Study text:
Lord John Patten, a former Parliamentary under-secretary in the Department of Health between 1983 and 1985, told the Infected Blood Inquiry a leaflet to discourage people who were at high risk of contracting Aids from donating blood should have been distributed “faster”.

The inquiry is examining how thousands of patients were infected with HIV and hepatitis C through contaminated blood products in the 1970s and 1980s.

About 2,400 people died in what has been labelled the worst treatment disaster in the history of the NHS.

A large amount of the infected products were imported from overseas, such as the US, after the UK failed to meet demand from patients, particularly from those with the blood-clotting condition haemophilia.

Proactive

On Friday, Patten said he had expressed an interest in dealing with Aids in 1983 amid increasing “public concern”.

Lead counsel Jenni Richards QC, asked:

Do you think that someone within the department should have been proactively asking whether there were steps that might be taken to reduce the risk to haemophiliacs?

He replied:

That’s an entirely reasonable question and without blaming anyone in the civil service, or the Department of Health, I suppose it causes at least one raised eyebrow.

Now you ask me that question and I hadn’t asked myself that question that maybe people should have been putting up advice to ministers to say we should do something about it and indeed perhaps I should have thought that.

But there is no documentation I think which helps me in saying who should or shouldn’t have done this.

But I accept responsibility for anything that wasn’t done.

Ms Richards also asked if it was “wrong ” for the Government “to suggest that the risk of Aids to haemophiliacs was “very small”.

Patten simply answered:

Yes.

The inquiry heard he pushed to get an information leaflet to blood donors about Aids published “as soon as possible” in August of that year.

It said that people should not donate blood if they think they have Aids.

He wrote at the time:

We need to do something, and for it to be known that we have done something, in case the worst does happen.

Asked if the language in the leaflet was too cautious, Lord Patten replied:

I must say on behalf of long ago, civil servants, particularly at this stage in the development of science and the low levels of testing that there had been, that I can see and empathise with them being tentative to a certain extent because they didn’t want ministers in particular to go around causing alarm which might not turn out to be justified.

So I can understand the intellectual policy forming context that those words were used.

I suspect turning the clock on, which we can’t do, another six months of a year they would not have phrased it in that way because by that stage there was much more information and we were more clear.

Richards also asked if it took too long to publish the leaflet by the time it was issued in September.

The former MP said:

There’s always this very difficult judgment to make, particularly retrospectively between time reasonably taken and where that slides across into delay, which is a sort of judgmental world at that stage that there was a delay.

Actions to take:
**a)** Answer these questions using the text on the Infected Blood Inquiry:
(i) Between which years was Lord John Patten a Parliamentary under-secretary in the Department of Health?
(ii) About how many people died in the disaster?
(iii) In what month was the leaflet for blood donors issued?
**b)** In the text on the Infected Blood Inquiry, rewrite the stretch from "The inquiry is" through "risk to haemophiliacs?", renaming "contaminated blood products" as "tainted blood products".

Point localization data:
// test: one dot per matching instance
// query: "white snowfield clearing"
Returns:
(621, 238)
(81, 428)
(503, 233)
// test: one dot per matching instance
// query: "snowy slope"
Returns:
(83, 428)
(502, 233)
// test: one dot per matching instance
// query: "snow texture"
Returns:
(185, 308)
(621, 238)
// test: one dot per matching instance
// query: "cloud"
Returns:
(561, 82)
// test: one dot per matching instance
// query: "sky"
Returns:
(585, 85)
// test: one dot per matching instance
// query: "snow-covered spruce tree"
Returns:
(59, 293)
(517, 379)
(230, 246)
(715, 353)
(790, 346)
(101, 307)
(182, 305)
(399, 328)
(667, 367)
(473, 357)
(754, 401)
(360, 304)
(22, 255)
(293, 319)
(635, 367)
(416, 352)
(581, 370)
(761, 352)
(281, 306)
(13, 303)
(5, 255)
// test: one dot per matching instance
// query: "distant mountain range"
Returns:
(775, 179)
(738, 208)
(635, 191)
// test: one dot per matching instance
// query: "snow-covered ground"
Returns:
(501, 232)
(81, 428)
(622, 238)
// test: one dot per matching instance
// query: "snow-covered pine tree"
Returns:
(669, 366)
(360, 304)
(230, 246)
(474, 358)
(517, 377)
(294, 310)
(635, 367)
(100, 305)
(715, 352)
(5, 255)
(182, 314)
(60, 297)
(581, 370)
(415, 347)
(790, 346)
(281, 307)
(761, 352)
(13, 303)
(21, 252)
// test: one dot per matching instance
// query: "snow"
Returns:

Activity answers:
**a)**
(i) 1983 and 1985
(ii) About 2,400
(iii) September

**b)**
The inquiry is examining how thousands of patients were infected with HIV and hepatitis C through tainted blood products in the 1970s and 1980s.

About 2,400 people died in what has been labelled the worst treatment disaster in the history of the NHS.

A large amount of the infected products were imported from overseas, such as the US, after the UK failed to meet demand from patients, particularly from those with the blood-clotting condition haemophilia.

Proactive

On Friday, Patten said he had expressed an interest in dealing with Aids in 1983 amid increasing “public concern”.

Lead counsel Jenni Richards QC, asked:

Do you think that someone within the department should have been proactively asking whether there were steps that might be taken to reduce the risk to haemophiliacs?